Published in The New York Times Dec. 5, 2023
In a Place Called Little Palestine, People Feel Afraid. And Forgotten.
The mood has been dark lately in the Palestine Hair Salon. The TVs behind the barbers’ chairs play a stream of war images that repeat across the mirrored walls: children in Gaza crying, men clawing at rubble, the wounded carried on planks through the streets of Rafah.
Raed Odeh is the owner and top barber of the shop, one of eight barbershops along Palestine Way in South Paterson, the center of one of the largest communities of Palestinians outside the Middle East. Mr. Odeh greets every customer, takes phone calls, cuts hair and watches the news, all while giving orders to his staff.
Mr. Odeh also is a deputy mayor of Paterson.
When he was asked his thoughts about the war in Gaza and its impact on Palestinians in New Jersey, a dozen men in the barbershop stopped talking and used the mirrors to gauge Mr. Odeh’s reaction. He fell silent. He prefers not to discuss these matters in front of his customers.

Stored data >>
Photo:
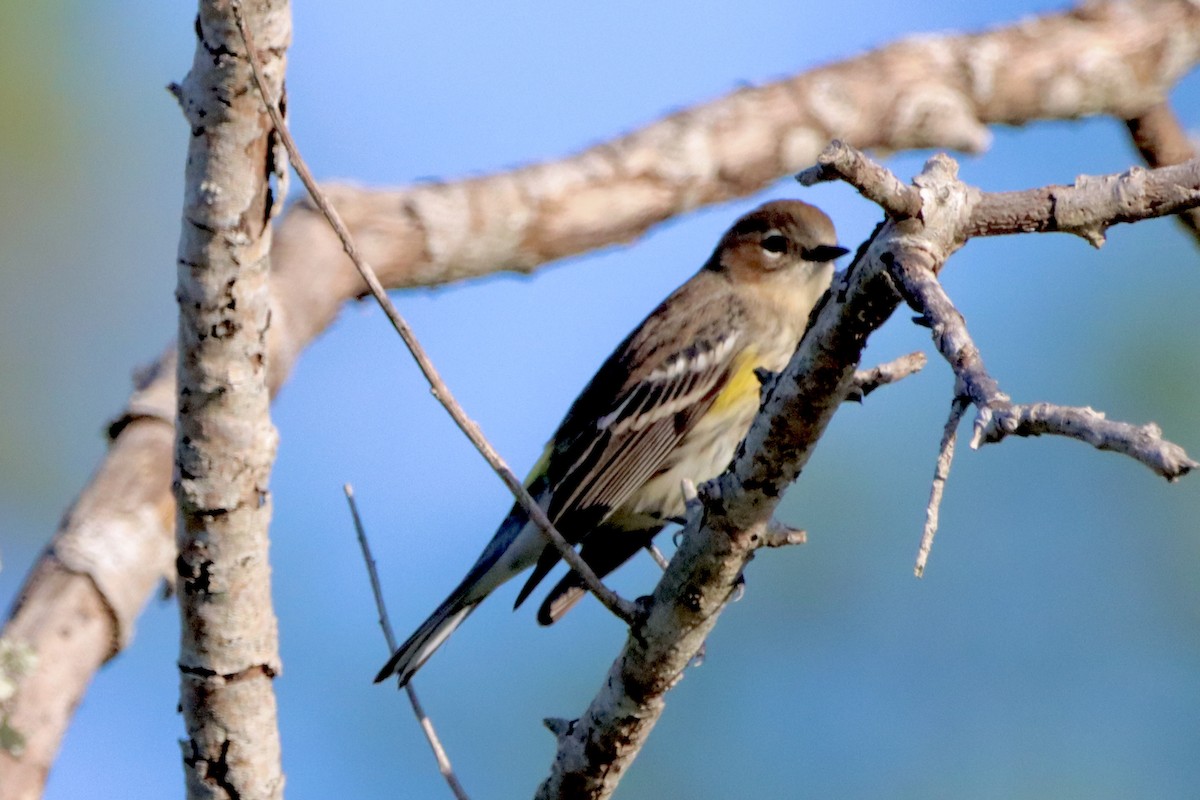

Stated problem >>
Please continue the Little Palestine article from its last sentence, about Raed Odeh's barbershop in Paterson.

Answer >>
Eventually Mr. Odeh set down his razor, removed his smock and walked outside. In a small park with a wooden sign that reads, “Welcome to Little Palestine: From Paterson to Jerusalem, 5,962 Miles,” he felt freer to talk.
“This is a massacre,” said Mr. Odeh, 51. “I’m very worried. I wonder if Gaza is still going to exist next month.”
After weeks of anxiety and rage, the brief cease-fire in Gaza brought a measure of relief, though even before it collapsed, the residents of Paterson were doubtful it would hold.
In dozens of interviews over the last month, many Palestinians in this part of New Jersey expressed grief and fear for relatives in Gaza. They felt overwhelmed by television coverage and were glued to their phones, desperately checking social media and messaging apps for news from the war.
Mohammed Abuassi, 29, a real estate investor, said he sends daily messages on WhatsApp to his cousins in Gaza. When one replies, he knows that cousin is alive. Nine of his family members were killed by a single Israeli airstrike early in the war, he said.
Militants with Hamas attacked southern Israel on Oct. 7, taking about 240 hostages and killing about 1,200 people, Israeli authorities said. Israel responded with ground and air attacks that, according to Gazan health authorities, have killed more than 15,000 people in Gaza.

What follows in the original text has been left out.